Parts of the exercise:
1. According to the opinion piece on the Dearborn rally, which organization shared the video of the chant?
2. Rewrite the part of the rows that opens with the line containing "dog's head, where" and runs to the end of the rows, replacing "grey dog" with "gray dog" and leaving everything else unchanged.

Document section:
## start

Opinion: There’s no excuse for ‘death to America’ chants, and Dearborn agrees

Editor’s Note: Dean Obeidallah, a former attorney, is the host of SiriusXM radio’s daily program “The Dean Obeidallah Show.” Follow him on Threads. The views expressed in this commentary are his own. Read more opinion at CNN.

People at rallies are obviously capable of yelling out whatever they want. It’s how leaders of the event and the community involved respond that is defining. That is why the response of local Arab and Muslim leaders who vocally slammed a “death to America” chant by a few attendees at an April 5 rally in Dearborn, Michigan, was so vitally important.

Dean Obeidallah - CNN
Dean Obeidallah - CNN

This despicable chant was heard as part of an annual Al Quds Day (Jerusalem Day) event intended to show support for Palestinians. This year, given Hamas’ brutal October 7 terrorist attack and the war in Gaza in response that has seen thousands of Palestinian civilians killed including an estimated 13,000 children, the utter devastation of large swaths of Palestinian homes and the onset of famine confirmed by USAID, passions were undoubtedly very high.

But still there is absolutely no place for a chant in Arabic of “death to America” — nor for “death to Israel” — that was started by one person who event organizers said was “unaffiliated and unknown” to them.

The video of this chant was shared by the Middle East Media Research Institute (MEMRI), whose executive director Steven Stalinsky wrote a February Wall Street Journal op-ed titled “Welcome to Dearborn, America’s Jihad Capital” that sparked a backlash. Michigan Gov. Gretchen Whitmer said the op-ed was a “really abhorrent” piece and “total misrepresentation” of that community’s Arab Americans and President Joe Biden declared that “blaming a group of people based on the words of a small few is wrong” and “can lead to Islamophobia and anti-Arab hate, and it shouldn’t happen to the residents of Dearborn — or any American town.”

So when MEMRI circulated the rally video, it was especially telling that the leaders of Dearborn didn’t attack the messenger. Instead, they denounced the horrible message of the chant at the Al Quds event.

Dearborn Mayor Abdullah Hammoud responded on social media to the video in which “some attendees were chanting statements that were unacceptable and contrary to the heart of this city.” He added, “Dearborn is a city of proud Americans; the hateful rhetoric heard on [April 5] does not reflect the opinion of the members of this community.”

Imad Hamad, the executive director of the American Human Rights Council in Dearborn, was at the rally and responded to the chant with a statement released on behalf of a group of Arab American and Muslim leaders. “We, as a community, unequivocally denounce the inflammatory speeches and chants that emerged from that gathering… your messages of extremism do not resonate with us,” said the joint statement. “In condemning these actions, we reaffirm our commitment to Dearborn as a city that embodies diversity and inclusivity.”

## end

Raw data:
## start

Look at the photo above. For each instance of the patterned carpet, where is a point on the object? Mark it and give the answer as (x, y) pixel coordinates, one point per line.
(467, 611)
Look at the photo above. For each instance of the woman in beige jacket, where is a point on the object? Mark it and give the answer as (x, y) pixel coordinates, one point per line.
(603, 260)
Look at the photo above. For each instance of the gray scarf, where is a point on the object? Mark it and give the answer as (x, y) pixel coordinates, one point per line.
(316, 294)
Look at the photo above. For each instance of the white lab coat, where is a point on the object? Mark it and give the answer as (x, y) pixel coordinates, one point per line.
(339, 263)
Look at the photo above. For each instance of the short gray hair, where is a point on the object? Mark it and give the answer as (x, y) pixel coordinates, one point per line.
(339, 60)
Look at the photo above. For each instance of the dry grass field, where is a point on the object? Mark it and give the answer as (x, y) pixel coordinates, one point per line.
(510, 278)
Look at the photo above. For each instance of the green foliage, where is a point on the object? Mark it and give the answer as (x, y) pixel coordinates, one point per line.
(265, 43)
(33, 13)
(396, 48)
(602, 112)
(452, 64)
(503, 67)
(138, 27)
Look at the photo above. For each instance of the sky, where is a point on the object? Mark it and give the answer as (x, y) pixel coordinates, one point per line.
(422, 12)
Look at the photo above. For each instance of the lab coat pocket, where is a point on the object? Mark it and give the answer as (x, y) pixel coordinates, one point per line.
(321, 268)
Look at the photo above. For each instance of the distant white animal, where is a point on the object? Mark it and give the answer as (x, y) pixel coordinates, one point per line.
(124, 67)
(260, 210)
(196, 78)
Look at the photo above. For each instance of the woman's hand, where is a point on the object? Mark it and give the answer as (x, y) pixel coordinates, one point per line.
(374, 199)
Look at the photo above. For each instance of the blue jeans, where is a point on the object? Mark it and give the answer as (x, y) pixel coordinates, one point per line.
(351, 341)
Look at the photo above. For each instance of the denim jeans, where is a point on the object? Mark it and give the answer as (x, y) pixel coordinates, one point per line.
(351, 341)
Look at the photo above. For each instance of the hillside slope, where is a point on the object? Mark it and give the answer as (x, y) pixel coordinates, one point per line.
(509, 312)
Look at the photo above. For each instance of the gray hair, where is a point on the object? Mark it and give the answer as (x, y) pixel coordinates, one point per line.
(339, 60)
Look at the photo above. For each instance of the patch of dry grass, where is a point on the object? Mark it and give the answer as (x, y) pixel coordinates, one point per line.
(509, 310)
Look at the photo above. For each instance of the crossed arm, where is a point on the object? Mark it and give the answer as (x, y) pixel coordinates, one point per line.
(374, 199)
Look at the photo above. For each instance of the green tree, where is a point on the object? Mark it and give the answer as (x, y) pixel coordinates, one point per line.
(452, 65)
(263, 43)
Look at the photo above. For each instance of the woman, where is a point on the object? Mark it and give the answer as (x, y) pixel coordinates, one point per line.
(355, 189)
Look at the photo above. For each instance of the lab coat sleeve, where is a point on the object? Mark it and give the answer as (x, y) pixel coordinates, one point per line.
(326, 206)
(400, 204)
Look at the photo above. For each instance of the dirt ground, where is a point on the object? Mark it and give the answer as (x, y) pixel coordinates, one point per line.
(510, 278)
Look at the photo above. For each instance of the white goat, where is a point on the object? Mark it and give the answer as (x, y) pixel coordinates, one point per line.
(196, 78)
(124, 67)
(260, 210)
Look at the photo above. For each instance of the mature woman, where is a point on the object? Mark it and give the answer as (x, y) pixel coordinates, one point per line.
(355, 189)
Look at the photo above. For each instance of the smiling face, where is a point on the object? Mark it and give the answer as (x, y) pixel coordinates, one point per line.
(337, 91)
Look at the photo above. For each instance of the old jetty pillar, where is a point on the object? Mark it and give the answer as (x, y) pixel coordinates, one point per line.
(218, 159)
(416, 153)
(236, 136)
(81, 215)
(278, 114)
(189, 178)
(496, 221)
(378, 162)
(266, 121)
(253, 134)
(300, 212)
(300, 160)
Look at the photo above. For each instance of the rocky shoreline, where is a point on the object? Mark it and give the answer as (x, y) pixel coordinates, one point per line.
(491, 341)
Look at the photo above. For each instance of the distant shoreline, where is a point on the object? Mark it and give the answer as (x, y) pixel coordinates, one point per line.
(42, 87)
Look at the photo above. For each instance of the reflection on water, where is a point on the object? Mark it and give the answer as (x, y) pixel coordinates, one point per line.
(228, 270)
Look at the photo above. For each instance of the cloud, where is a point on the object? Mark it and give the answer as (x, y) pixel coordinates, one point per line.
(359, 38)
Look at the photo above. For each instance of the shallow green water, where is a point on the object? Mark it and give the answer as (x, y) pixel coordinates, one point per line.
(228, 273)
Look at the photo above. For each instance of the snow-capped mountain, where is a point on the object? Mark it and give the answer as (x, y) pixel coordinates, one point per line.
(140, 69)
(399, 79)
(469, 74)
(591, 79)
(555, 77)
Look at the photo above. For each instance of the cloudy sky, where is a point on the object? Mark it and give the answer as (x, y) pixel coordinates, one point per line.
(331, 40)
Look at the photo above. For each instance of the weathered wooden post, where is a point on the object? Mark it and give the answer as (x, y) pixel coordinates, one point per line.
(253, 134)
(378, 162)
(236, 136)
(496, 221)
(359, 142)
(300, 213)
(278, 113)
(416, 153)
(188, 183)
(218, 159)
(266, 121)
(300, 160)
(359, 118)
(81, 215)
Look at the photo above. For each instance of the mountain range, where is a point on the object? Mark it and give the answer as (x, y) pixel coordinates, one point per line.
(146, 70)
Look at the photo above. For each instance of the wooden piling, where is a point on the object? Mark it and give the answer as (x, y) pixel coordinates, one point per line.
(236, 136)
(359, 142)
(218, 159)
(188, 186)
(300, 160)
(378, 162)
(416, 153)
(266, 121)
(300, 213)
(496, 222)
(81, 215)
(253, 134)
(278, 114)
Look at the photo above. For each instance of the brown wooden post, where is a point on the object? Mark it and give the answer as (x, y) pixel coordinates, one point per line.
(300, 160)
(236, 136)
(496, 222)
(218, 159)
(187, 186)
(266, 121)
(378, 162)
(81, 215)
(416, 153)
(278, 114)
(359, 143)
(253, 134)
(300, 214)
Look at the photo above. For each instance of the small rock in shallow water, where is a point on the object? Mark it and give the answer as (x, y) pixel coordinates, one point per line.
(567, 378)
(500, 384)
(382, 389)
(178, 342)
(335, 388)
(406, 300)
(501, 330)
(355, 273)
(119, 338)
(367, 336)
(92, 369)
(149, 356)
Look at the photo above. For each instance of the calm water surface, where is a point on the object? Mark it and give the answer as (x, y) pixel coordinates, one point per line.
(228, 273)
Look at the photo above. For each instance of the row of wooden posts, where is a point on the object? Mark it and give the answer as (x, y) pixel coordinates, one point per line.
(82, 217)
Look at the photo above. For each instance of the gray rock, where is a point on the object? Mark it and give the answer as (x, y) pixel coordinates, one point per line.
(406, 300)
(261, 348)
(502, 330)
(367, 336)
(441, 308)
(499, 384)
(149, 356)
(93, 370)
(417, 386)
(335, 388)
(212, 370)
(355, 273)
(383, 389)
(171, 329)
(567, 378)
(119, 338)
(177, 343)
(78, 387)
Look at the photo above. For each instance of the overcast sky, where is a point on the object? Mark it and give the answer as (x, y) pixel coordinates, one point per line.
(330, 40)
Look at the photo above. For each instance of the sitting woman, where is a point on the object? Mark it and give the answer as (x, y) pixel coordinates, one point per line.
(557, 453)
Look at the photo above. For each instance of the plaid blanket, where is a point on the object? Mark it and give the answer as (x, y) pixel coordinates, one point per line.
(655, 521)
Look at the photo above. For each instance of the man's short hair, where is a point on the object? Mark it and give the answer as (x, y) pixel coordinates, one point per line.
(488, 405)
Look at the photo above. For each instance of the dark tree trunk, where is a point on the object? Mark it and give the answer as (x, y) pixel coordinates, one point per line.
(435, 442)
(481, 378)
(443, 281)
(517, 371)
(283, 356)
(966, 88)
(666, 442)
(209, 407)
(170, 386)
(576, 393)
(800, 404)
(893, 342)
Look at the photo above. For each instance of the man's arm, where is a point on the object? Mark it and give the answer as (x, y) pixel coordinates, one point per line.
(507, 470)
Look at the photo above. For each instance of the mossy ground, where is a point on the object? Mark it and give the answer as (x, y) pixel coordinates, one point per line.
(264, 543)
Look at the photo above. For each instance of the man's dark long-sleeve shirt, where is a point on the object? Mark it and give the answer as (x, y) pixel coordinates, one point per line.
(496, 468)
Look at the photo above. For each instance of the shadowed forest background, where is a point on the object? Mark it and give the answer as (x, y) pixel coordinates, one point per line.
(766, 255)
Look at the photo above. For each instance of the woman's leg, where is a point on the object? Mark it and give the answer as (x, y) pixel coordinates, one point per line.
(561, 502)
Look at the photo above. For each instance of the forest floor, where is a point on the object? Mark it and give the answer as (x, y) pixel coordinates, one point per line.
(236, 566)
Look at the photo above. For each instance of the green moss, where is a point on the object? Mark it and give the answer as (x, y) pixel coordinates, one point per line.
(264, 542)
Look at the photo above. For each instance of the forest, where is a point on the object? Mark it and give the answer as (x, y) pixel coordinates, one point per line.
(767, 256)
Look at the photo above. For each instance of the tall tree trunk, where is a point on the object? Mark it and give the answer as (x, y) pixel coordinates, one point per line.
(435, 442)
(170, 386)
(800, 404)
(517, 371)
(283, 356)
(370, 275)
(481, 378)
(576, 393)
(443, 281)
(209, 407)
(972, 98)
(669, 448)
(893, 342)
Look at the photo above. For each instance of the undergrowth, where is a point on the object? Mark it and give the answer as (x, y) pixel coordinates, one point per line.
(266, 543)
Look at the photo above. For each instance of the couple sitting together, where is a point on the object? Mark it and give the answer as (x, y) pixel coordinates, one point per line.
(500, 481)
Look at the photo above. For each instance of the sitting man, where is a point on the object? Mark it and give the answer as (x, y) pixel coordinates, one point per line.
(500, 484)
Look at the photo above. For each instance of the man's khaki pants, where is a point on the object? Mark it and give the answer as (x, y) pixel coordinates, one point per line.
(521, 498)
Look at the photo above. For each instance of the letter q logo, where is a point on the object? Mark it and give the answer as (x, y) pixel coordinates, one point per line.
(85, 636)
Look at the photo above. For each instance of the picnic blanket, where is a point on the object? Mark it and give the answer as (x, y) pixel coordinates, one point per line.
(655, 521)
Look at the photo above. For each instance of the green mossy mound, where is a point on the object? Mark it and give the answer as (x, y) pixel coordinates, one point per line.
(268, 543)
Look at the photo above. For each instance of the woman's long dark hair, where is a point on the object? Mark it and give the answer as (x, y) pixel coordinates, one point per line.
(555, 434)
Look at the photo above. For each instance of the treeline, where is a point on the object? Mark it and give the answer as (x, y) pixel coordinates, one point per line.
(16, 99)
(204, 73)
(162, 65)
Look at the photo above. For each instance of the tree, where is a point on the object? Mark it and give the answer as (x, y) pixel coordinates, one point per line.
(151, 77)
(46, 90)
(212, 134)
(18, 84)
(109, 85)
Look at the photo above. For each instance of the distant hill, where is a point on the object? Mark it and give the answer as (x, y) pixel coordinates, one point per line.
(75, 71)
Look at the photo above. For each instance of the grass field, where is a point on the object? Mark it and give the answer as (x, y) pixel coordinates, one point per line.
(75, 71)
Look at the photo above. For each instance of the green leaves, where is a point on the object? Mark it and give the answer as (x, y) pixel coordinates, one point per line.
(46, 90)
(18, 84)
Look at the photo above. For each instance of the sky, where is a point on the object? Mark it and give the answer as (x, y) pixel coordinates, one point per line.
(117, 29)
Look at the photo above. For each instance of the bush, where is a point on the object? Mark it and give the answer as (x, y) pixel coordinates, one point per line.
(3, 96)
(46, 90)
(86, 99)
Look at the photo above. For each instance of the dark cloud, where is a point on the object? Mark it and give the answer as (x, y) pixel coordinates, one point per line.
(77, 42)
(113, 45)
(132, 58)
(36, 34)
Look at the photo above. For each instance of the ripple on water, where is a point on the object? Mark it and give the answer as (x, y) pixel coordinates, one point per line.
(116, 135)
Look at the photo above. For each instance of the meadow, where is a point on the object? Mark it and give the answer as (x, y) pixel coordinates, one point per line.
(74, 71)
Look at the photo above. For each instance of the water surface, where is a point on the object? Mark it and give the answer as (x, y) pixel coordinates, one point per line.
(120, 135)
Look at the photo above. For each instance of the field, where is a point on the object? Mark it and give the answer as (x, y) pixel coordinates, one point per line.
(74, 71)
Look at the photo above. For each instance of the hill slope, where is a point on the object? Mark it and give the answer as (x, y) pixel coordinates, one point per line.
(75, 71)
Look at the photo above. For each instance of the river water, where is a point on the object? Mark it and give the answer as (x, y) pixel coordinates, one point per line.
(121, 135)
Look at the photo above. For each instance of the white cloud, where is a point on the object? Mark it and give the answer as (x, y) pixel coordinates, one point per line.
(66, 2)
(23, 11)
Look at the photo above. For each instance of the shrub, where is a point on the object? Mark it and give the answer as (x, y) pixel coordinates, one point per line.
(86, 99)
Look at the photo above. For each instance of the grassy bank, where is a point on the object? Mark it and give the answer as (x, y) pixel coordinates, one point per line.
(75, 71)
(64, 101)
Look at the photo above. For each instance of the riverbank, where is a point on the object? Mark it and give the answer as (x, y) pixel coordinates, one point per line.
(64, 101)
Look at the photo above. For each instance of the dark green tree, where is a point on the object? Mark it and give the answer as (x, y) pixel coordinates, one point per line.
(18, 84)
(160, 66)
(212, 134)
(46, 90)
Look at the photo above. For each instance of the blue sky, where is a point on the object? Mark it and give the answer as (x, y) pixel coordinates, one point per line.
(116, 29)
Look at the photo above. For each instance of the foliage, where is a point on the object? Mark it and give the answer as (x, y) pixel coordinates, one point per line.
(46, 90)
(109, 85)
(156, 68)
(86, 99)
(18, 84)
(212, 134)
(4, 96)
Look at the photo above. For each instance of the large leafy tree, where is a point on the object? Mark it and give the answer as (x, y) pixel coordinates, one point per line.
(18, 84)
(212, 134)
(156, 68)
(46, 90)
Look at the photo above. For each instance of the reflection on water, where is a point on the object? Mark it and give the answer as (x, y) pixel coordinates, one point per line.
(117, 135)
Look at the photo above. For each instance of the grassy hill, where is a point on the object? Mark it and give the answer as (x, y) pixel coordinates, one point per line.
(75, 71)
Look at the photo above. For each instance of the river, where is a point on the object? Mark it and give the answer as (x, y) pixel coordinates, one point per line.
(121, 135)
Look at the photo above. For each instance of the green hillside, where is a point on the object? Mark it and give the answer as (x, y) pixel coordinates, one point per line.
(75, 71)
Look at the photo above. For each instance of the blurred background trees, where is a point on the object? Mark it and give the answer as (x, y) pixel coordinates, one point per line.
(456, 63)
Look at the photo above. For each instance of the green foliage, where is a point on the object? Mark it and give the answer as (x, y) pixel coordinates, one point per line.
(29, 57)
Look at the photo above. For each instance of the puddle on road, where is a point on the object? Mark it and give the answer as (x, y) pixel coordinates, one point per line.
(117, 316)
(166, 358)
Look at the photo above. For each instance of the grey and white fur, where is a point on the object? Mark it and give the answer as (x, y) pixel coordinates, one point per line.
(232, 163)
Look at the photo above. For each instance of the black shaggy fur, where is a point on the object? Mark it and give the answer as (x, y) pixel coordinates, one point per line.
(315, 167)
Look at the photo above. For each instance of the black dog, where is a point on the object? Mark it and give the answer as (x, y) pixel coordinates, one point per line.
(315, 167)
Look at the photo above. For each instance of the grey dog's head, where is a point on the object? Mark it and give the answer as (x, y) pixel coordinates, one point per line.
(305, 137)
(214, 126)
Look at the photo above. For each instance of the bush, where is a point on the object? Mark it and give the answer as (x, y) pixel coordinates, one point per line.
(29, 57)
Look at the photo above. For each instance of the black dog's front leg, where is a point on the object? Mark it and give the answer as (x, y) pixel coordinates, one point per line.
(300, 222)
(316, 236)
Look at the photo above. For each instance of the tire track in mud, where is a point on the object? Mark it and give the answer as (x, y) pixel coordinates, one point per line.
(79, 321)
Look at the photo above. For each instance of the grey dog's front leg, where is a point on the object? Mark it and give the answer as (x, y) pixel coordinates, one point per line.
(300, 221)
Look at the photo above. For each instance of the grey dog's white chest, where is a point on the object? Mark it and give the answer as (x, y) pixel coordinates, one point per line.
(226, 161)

## end

Responses for each task:
1. The Middle East Media Research Institute (MEMRI).

2.
Look at the photo above. For each instance of the gray dog's head, where is a point on the object? Mark it and give the answer as (x, y) pixel coordinates, one point per line.
(305, 137)
(214, 126)
Look at the photo above. For each instance of the bush, where is a point on the object? Mark it and give the answer as (x, y) pixel coordinates, one point per line.
(29, 57)
Look at the photo above. For each instance of the black dog's front leg, where is a point on the object? Mark it and give the answer as (x, y) pixel coordinates, one point per line.
(300, 222)
(316, 236)
Look at the photo above. For each instance of the tire track in mud, where is a point on the object? Mark it and give the answer as (x, y) pixel coordinates, one point per line.
(79, 321)
Look at the photo above. For each instance of the gray dog's front leg, where is a point on the object? Mark it and give the answer as (x, y) pixel coordinates, one point per line.
(300, 221)
Look at the photo above. For each instance of the gray dog's white chest, where is a point on the object? Mark it and give the answer as (x, y) pixel coordinates, one point per line.
(226, 161)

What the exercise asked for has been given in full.